Required action
Leave out every line before the one containing "Place one keypoint on each instance of the road surface", and repeat the rest of the material below exactly, that line included.

Material to process
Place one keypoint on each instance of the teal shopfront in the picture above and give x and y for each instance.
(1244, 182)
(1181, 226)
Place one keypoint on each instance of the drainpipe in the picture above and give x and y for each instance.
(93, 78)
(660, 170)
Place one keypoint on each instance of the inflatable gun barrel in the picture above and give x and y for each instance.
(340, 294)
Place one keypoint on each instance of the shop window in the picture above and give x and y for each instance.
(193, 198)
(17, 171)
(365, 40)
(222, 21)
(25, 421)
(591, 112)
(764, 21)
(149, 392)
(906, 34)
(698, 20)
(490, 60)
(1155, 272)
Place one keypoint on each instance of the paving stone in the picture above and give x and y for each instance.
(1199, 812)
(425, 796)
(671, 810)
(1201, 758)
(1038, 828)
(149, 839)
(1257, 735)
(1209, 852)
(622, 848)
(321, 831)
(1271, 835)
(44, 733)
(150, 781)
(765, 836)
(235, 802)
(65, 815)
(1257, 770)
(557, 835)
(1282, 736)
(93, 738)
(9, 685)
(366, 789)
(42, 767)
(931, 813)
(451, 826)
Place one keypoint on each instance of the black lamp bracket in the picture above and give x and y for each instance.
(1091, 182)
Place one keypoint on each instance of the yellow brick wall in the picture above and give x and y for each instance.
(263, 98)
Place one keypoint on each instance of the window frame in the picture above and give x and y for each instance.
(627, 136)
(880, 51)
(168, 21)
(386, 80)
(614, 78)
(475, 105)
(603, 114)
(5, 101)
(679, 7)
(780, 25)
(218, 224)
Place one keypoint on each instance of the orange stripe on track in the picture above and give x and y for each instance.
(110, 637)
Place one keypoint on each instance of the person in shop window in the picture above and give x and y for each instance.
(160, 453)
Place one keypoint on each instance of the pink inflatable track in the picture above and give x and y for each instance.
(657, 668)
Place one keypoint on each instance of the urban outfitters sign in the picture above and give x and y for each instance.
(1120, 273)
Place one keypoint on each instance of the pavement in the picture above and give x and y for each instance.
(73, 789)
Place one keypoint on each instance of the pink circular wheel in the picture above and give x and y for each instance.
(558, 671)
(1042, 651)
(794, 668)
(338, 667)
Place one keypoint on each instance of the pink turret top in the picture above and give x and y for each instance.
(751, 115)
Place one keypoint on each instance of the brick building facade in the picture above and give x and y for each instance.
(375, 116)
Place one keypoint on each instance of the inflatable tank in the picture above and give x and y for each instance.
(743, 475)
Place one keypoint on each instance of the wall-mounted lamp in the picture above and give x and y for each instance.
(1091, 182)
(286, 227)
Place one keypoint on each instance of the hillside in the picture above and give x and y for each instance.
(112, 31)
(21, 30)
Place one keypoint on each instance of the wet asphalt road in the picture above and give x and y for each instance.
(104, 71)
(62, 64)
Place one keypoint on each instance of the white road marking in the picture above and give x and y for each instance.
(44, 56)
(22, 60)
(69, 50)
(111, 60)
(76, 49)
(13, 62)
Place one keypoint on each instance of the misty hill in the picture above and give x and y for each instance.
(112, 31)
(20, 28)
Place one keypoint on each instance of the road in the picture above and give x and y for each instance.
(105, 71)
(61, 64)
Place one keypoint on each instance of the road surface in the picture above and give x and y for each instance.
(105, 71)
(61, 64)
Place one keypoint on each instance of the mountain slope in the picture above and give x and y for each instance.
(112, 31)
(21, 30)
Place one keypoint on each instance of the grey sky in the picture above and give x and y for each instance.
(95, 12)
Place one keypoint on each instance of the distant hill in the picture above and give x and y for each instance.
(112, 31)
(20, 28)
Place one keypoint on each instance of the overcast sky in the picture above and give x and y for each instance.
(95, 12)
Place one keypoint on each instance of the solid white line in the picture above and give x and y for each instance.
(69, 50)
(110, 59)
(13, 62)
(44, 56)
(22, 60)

Solution for this problem
Place one keypoint on each instance of the road surface in the picture above and give x and y for each instance.
(105, 71)
(61, 64)
Place one keypoint on each instance of the mountain slope in the picture above and give x and y for each instance.
(112, 31)
(21, 30)
Place one keypoint on each instance of the grey sky in the picture above and give x and y for each instance.
(95, 12)
Place one keypoint on each instance of the distant hill in the picture above and give x and y for each instance.
(112, 31)
(20, 28)
Place one keypoint on each instance of the overcast sky in the picture above and give x and y for each instance.
(95, 12)
Place one keypoint on each instance of the solid white line in the picture above and give x and y for each instance.
(69, 50)
(110, 59)
(13, 62)
(44, 56)
(22, 60)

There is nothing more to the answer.